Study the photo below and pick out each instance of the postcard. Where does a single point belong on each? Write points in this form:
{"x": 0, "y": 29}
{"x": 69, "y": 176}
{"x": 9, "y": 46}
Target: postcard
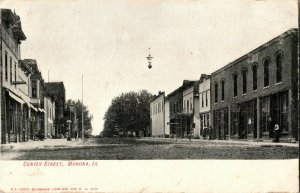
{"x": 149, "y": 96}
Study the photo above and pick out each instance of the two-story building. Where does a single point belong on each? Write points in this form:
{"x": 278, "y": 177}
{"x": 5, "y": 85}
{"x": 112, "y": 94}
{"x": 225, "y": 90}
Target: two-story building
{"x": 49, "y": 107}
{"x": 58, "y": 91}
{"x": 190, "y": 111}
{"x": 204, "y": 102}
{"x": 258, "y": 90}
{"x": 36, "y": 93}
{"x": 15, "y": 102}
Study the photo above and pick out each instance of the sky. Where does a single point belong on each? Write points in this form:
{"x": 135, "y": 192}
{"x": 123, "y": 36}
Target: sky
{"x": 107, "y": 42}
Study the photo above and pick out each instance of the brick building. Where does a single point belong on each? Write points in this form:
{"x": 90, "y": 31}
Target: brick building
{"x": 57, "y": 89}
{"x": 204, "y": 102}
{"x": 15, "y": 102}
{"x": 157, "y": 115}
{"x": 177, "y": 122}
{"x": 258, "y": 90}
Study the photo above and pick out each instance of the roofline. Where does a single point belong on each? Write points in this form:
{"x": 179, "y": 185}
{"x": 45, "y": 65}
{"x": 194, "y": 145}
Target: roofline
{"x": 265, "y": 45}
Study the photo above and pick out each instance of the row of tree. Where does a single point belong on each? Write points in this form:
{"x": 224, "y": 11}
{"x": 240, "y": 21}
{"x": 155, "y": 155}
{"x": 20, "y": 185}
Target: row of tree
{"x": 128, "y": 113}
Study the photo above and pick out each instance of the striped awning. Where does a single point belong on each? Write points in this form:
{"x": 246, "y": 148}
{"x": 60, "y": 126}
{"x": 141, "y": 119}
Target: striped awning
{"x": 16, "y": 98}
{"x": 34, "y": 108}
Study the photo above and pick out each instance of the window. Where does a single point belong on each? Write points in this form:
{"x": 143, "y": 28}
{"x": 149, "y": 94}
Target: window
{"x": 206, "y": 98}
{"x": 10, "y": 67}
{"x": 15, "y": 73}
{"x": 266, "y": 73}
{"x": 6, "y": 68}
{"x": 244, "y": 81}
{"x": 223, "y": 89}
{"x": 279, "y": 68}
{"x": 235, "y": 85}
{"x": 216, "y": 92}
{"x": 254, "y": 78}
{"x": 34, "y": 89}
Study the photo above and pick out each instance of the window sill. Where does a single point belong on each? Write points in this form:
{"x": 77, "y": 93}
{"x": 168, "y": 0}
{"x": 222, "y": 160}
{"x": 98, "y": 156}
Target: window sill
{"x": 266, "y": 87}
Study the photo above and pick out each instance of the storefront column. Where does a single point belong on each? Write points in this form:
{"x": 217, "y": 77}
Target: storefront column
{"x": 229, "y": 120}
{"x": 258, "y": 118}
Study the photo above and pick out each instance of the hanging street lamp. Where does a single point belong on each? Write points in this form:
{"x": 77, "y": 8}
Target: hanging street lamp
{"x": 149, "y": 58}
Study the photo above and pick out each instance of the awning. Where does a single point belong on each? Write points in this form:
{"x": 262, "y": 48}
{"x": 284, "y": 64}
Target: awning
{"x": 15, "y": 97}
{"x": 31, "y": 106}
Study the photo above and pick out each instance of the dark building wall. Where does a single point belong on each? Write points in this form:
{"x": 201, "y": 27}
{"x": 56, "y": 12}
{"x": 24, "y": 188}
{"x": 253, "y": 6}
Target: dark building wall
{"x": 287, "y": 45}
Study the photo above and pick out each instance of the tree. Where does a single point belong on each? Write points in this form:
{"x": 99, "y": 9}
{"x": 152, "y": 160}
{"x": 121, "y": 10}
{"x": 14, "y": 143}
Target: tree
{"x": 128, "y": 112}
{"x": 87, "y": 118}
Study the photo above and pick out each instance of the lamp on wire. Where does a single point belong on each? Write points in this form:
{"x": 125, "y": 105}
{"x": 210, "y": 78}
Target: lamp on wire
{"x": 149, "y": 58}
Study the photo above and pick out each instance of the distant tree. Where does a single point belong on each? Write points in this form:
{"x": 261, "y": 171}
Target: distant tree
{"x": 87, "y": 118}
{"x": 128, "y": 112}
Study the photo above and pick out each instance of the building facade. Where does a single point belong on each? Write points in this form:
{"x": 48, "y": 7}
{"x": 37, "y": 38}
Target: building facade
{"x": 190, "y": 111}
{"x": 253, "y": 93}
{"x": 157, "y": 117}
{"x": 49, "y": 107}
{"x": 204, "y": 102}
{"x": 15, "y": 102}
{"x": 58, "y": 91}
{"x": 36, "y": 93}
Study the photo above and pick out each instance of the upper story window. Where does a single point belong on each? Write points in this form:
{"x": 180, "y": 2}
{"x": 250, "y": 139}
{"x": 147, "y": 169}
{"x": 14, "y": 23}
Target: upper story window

○ ○ ○ ○ ○ ○ ○

**Task objective:**
For each line above that contains "upper", make a copy.

**Result of the task:**
Study the photo above and pick out each instance of the upper story window. Where does a single point belong on each? Write points in this form:
Target: upper story window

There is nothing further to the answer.